THE PROBLEM
Reproduce every line from the one containing "object=woman's raised hand" down to the one containing "[179,67,219,112]", including both of those lines. Leave the pictures out of your answer.

[Box annotations for photos]
----
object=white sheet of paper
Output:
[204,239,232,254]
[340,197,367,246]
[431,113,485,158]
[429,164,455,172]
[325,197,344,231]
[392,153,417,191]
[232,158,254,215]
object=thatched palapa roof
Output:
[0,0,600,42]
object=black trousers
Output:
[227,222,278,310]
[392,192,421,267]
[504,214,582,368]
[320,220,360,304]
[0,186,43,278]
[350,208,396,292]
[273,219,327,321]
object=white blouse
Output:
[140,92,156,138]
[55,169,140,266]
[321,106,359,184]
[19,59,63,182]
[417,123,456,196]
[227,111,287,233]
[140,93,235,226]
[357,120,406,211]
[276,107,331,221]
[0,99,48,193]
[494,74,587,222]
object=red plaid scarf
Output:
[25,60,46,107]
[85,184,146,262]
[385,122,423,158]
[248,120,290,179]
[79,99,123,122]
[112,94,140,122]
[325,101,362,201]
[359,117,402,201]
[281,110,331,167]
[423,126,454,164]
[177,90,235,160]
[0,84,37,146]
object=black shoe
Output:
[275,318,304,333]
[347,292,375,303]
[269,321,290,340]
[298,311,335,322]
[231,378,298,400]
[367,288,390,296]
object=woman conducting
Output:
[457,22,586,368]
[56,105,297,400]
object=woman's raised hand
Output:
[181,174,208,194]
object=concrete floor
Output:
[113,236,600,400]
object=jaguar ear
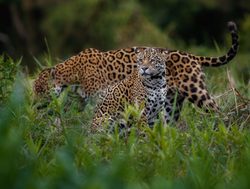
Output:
[135,47,145,54]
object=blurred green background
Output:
[0,0,250,71]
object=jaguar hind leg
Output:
[164,90,185,123]
[179,67,219,112]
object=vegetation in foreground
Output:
[0,52,250,189]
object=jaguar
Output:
[91,48,168,131]
[33,22,239,120]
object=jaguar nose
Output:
[141,67,148,72]
[139,67,148,75]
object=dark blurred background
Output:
[0,0,250,70]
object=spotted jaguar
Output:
[92,48,170,130]
[34,22,239,119]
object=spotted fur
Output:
[92,48,167,130]
[34,22,239,119]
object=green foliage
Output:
[0,55,21,104]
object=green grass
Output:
[0,51,250,189]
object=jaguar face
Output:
[137,48,165,78]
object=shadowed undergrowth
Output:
[0,52,250,189]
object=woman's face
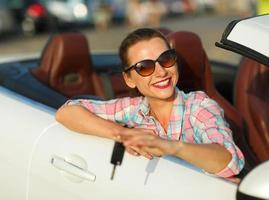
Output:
[124,37,178,100]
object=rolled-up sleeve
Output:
[188,91,245,177]
[63,97,141,124]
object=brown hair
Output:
[119,28,171,71]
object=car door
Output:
[27,123,236,200]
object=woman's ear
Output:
[122,72,136,88]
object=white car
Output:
[0,16,269,200]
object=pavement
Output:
[0,15,243,64]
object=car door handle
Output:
[51,155,96,182]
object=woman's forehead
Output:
[128,37,168,62]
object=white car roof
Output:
[216,14,269,66]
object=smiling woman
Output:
[56,28,244,177]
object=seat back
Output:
[32,32,104,97]
[168,31,257,169]
[232,58,269,161]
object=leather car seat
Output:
[31,32,104,97]
[235,58,269,161]
[167,31,257,170]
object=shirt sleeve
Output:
[188,92,245,177]
[64,97,140,124]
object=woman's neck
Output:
[149,94,174,130]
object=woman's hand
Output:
[121,128,179,158]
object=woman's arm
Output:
[55,105,154,159]
[55,105,124,140]
[121,134,232,174]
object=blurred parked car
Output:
[21,0,91,35]
[0,2,15,34]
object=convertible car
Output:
[0,15,269,200]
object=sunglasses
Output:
[124,49,177,76]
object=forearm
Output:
[172,141,232,173]
[55,105,123,139]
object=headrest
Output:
[32,32,95,97]
[167,31,208,91]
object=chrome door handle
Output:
[51,155,96,182]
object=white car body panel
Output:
[0,87,237,200]
[29,125,236,200]
[0,87,54,200]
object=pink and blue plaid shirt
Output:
[66,88,244,177]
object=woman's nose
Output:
[155,62,167,76]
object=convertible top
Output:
[216,14,269,66]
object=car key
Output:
[110,142,125,180]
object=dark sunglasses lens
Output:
[135,60,155,76]
[158,49,177,68]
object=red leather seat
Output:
[32,32,104,97]
[235,58,269,161]
[167,31,257,169]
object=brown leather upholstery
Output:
[32,32,104,97]
[235,58,269,161]
[168,31,257,169]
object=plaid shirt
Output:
[66,88,244,177]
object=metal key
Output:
[110,142,125,180]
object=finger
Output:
[126,148,140,156]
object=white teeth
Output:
[154,79,169,87]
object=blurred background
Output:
[0,0,269,63]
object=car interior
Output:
[0,28,269,176]
[232,58,269,161]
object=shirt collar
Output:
[138,87,182,116]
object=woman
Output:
[56,28,244,177]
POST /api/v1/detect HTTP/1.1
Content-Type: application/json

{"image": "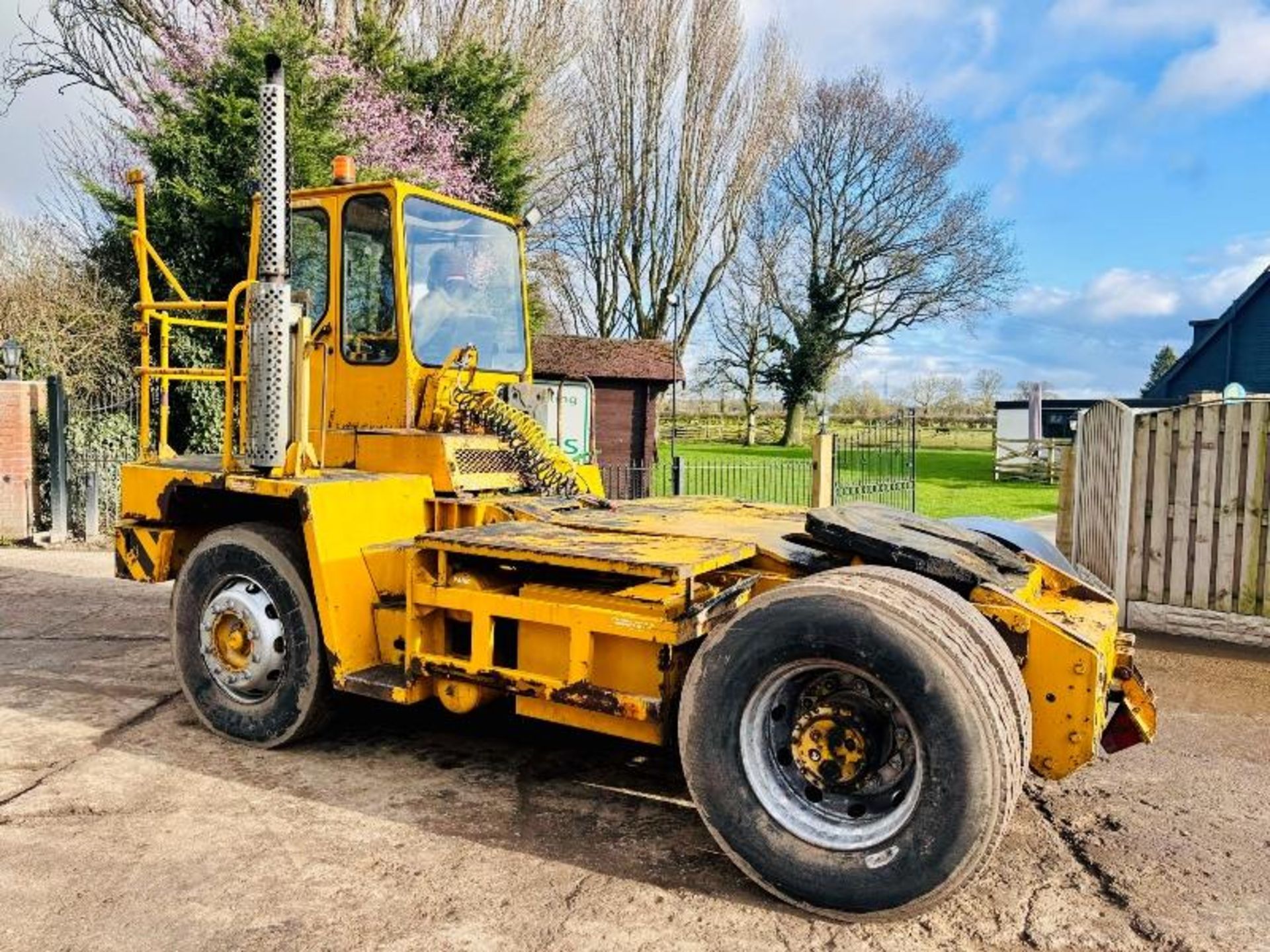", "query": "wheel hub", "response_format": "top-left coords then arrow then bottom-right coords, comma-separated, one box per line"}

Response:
740,658 -> 922,849
199,578 -> 286,703
790,705 -> 867,789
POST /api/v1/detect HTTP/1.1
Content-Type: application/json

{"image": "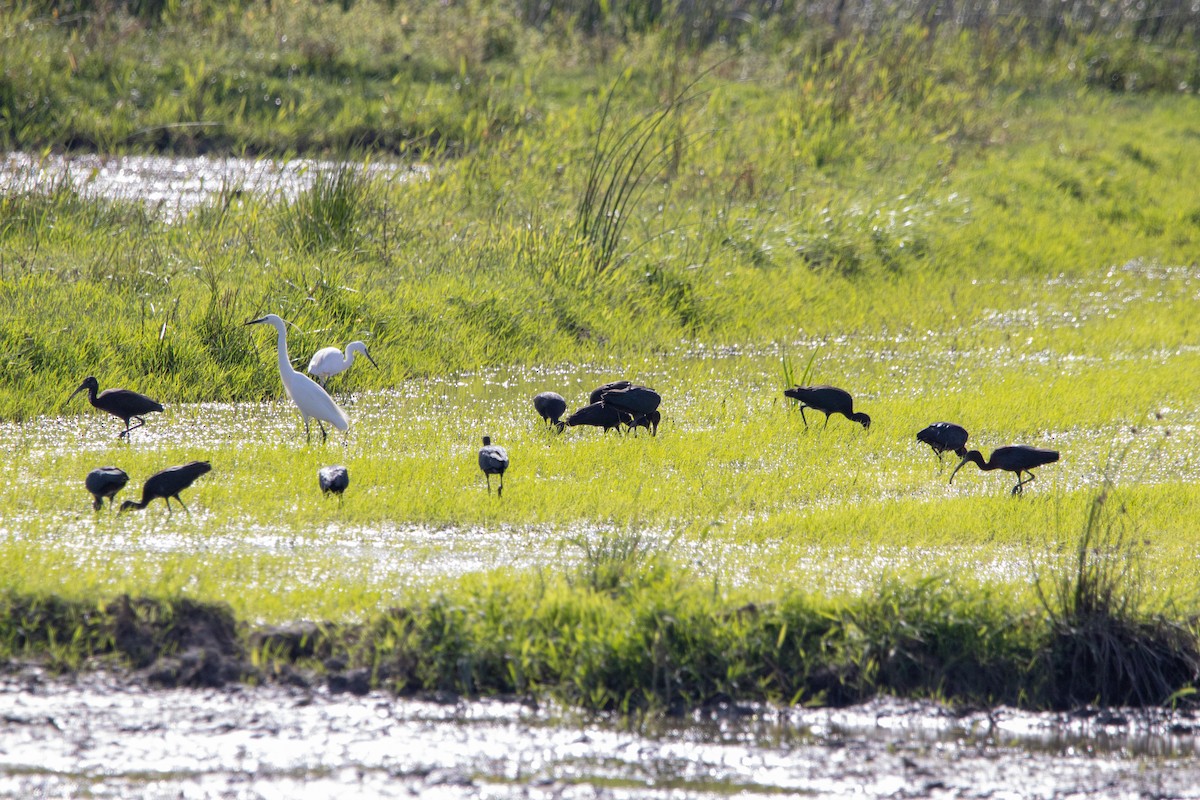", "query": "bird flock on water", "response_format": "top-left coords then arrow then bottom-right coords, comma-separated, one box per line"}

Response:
67,314 -> 1058,513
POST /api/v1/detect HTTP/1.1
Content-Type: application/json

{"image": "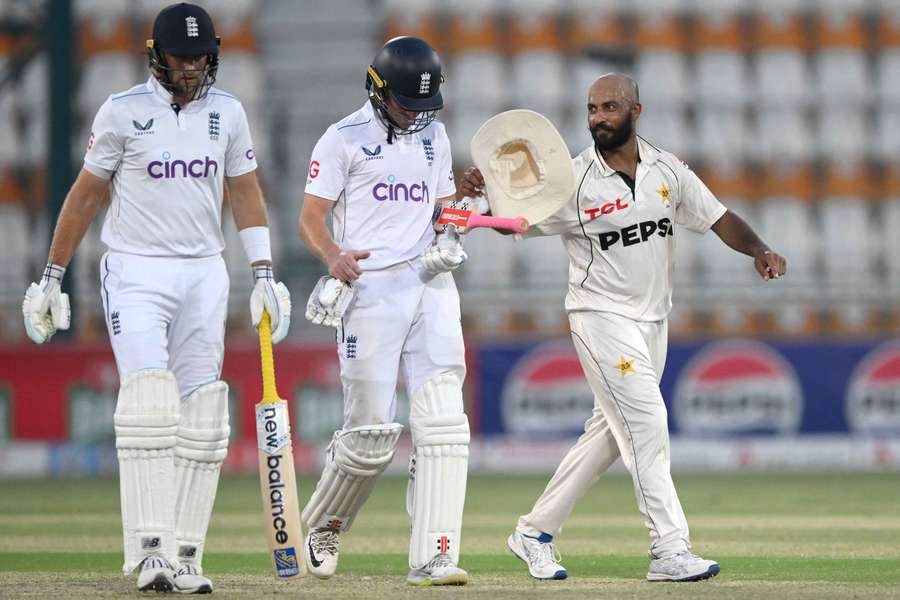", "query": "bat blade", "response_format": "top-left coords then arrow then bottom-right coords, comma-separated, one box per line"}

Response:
438,208 -> 529,233
256,313 -> 306,579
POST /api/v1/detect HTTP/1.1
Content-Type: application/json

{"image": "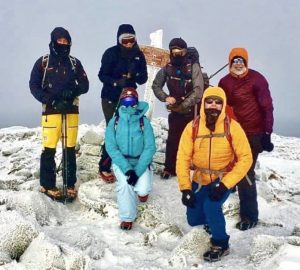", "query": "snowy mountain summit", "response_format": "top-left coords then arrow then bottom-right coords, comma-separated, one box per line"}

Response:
0,118 -> 300,270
----
ANSWER FOR THE TASK
object=woman's raised hand
Output:
[181,174,208,194]
object=concrete floor
Output:
[113,236,600,400]
object=jaguar ear
Output:
[135,47,145,54]
object=blurred green background
Output:
[0,0,250,71]
object=jaguar hind leg
Output:
[164,90,185,123]
[179,67,219,112]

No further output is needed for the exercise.